WHAT TO WORK ON:
Retype everything from the line containing "Every <instance> may" down to the line containing "positive clicks: (267, 169)", both of those lines included, with no changes.

(Saved entries)
______
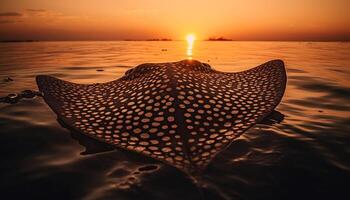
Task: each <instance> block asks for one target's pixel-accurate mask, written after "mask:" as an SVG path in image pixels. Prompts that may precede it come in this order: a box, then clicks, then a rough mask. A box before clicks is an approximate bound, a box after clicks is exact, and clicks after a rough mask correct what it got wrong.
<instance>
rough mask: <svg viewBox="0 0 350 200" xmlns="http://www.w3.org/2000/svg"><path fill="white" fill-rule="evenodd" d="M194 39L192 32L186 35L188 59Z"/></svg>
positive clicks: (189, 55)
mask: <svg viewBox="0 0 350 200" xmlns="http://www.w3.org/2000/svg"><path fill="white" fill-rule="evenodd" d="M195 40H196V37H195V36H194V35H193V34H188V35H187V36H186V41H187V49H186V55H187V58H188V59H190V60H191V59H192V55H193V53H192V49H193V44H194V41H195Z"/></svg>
______
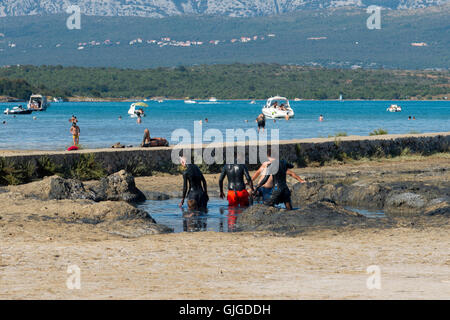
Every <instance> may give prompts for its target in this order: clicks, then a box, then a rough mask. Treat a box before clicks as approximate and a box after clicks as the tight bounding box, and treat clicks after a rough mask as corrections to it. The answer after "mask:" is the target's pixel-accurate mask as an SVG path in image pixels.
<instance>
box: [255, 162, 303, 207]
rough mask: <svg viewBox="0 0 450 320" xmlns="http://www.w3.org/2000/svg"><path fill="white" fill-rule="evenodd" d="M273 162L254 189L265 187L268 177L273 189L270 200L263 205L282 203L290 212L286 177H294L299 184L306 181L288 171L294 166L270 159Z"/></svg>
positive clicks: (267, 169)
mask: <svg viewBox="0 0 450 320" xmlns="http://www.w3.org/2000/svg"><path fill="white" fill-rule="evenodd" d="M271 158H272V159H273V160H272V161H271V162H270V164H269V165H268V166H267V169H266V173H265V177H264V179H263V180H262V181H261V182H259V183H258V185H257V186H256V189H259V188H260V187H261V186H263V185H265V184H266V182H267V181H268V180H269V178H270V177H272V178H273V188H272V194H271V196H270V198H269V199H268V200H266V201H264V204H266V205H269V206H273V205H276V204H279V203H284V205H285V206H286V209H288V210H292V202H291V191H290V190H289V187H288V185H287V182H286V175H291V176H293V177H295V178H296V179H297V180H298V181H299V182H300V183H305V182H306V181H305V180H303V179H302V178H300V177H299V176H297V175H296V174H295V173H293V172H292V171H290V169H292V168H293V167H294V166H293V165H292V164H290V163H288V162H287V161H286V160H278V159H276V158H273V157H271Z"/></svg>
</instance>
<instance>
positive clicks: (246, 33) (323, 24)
______
PROBLEM SOLUTION:
Every <instance> may give prompts for its target in this order: clicks, then a box, then a rough mask. Treat a box before clicks as approximate and a box after clicks as the tight bounding box, and treat clicks after a rough mask as corrections to it. The answer after "mask:" is the target's pixel-accurate mask as an SVG path in image pixels.
<instance>
box: [255, 162, 303, 207]
rough mask: <svg viewBox="0 0 450 320" xmlns="http://www.w3.org/2000/svg"><path fill="white" fill-rule="evenodd" d="M273 162L254 189L265 187L268 177L273 189L270 200L263 205L282 203L290 212L286 177H294L299 184L306 181L288 171L294 166L270 159Z"/></svg>
positive clicks: (267, 169)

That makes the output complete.